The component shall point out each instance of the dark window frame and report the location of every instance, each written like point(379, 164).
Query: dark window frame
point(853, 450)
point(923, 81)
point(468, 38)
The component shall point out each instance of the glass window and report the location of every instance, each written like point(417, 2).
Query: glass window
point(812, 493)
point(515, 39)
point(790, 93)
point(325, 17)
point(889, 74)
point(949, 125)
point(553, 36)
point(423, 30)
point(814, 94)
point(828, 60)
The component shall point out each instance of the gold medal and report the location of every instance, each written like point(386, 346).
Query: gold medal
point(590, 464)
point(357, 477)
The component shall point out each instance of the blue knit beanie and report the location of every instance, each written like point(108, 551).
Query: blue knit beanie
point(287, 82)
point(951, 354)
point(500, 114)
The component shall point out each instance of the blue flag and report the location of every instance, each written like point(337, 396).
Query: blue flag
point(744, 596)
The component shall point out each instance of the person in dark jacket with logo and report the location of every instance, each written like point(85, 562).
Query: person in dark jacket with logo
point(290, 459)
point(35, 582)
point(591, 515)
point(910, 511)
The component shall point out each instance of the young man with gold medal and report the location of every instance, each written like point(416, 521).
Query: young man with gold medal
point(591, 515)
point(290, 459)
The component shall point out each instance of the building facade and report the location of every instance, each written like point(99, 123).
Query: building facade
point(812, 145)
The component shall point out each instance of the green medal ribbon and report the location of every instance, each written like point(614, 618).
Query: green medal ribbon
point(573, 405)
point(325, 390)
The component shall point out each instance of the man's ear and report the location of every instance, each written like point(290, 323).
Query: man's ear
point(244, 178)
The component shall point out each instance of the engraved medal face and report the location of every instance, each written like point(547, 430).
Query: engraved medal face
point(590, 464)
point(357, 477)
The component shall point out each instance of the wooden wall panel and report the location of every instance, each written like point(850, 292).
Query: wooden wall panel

WHAT IS BEING ASKED: This exercise calls for repeating every line of the data exactly.

RESULT OF THIS TASK:
The component shall point out each instance of the dark window frame and report the location of every instance, each written like point(379, 164).
Query: dark window frame
point(853, 450)
point(923, 81)
point(468, 38)
The component shall point out each instance of the glass window and report the location of every instance, each written like point(417, 2).
Query: glass window
point(812, 493)
point(515, 39)
point(790, 93)
point(325, 17)
point(889, 74)
point(949, 125)
point(553, 36)
point(423, 30)
point(814, 94)
point(828, 60)
The component shall point out each instance of the gold medal and report the location of every instance, each written like point(386, 346).
Query: gold medal
point(590, 464)
point(357, 477)
The component shall point out each instance of the blue knit beanie and report the location of every instance, each written like point(108, 551).
Query: blue knit beanie
point(287, 82)
point(951, 354)
point(500, 114)
The component shall point out each instance of the blue flag and report the location of every instance, each written like point(337, 396).
Query: blue flag
point(744, 596)
The component shall point out each instance of the person in dark jacket with logo and report the location of every instance, each written like point(85, 562).
Query: person in dark jacket with logo
point(290, 459)
point(35, 582)
point(591, 515)
point(910, 511)
The component shall point out each instance of the young man with gold medal and report the location of every instance, each written like point(416, 521).
Query: young man with gold medal
point(591, 515)
point(290, 459)
The component shall point out each instance of the building facade and report the location of every instance, each written like point(99, 123).
Query: building facade
point(812, 145)
The component shall point out each instance of the green medal ribbon and report the location of every instance, each written like point(614, 618).
Query: green medal ribbon
point(573, 405)
point(325, 390)
The component shall point out each instance of the man's ear and report the location of every instance, each written like point(290, 323).
Query: man's ear
point(244, 178)
The component shall point out each instance of the engraved medal face and report the location of every instance, each written like point(547, 430).
Query: engraved medal face
point(590, 464)
point(357, 477)
The component shall point out each instance of the wooden wall panel and report the location of every instance, each written like point(850, 292).
Query: wooden wall panel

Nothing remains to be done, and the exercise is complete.